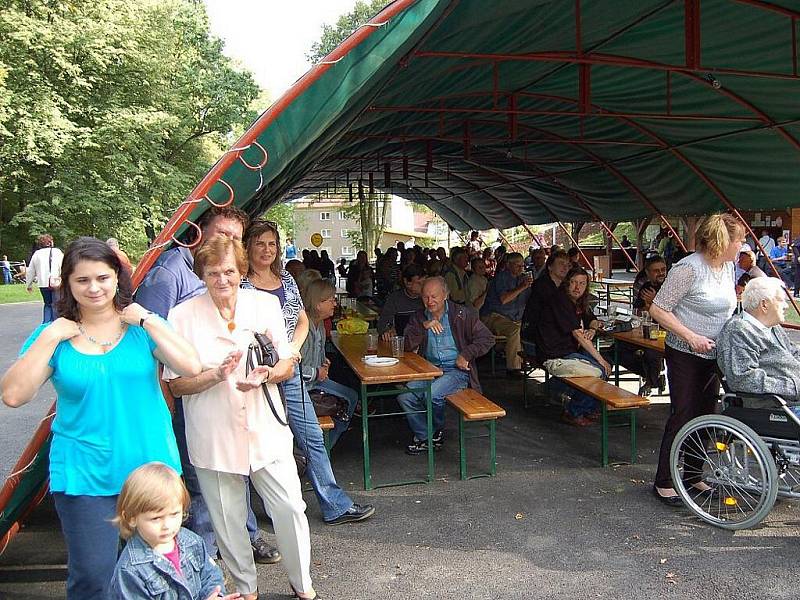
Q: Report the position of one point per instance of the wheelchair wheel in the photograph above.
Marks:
(733, 460)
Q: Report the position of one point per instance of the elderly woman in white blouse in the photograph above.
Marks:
(693, 304)
(232, 429)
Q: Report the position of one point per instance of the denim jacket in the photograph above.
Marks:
(144, 573)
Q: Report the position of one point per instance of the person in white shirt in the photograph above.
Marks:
(768, 244)
(45, 272)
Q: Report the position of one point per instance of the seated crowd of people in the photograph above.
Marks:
(243, 342)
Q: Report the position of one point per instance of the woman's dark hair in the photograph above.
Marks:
(256, 229)
(89, 248)
(582, 303)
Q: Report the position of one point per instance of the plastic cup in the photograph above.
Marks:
(398, 346)
(372, 341)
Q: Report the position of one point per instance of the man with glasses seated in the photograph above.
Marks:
(753, 350)
(646, 363)
(401, 304)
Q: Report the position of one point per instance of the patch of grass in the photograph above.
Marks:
(17, 293)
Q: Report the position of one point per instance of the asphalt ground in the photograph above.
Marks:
(552, 524)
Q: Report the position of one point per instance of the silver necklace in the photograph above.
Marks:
(104, 345)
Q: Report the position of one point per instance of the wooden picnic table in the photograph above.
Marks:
(619, 286)
(412, 367)
(635, 338)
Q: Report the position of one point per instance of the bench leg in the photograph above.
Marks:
(603, 434)
(492, 448)
(462, 449)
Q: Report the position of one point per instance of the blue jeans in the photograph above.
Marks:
(48, 313)
(450, 382)
(340, 391)
(92, 543)
(199, 521)
(580, 404)
(333, 501)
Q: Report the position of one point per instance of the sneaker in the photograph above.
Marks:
(263, 553)
(417, 446)
(570, 419)
(438, 439)
(355, 513)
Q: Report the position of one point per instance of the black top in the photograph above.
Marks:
(542, 290)
(557, 320)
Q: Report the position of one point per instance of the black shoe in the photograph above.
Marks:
(673, 501)
(357, 512)
(263, 553)
(417, 446)
(438, 439)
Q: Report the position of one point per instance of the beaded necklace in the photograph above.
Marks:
(106, 346)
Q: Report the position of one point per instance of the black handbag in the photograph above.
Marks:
(262, 353)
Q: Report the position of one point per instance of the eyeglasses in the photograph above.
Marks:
(272, 224)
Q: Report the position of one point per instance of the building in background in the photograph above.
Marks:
(332, 219)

**What the task asks:** From the entries above, pull out each line that includes "white".

**Answer for this exercise:**
Q: Report the position of one point per instance of the elderly woman in white blouse in the photograph above.
Q: Report the position of one point per instance of the person in white shirt in the photograph above.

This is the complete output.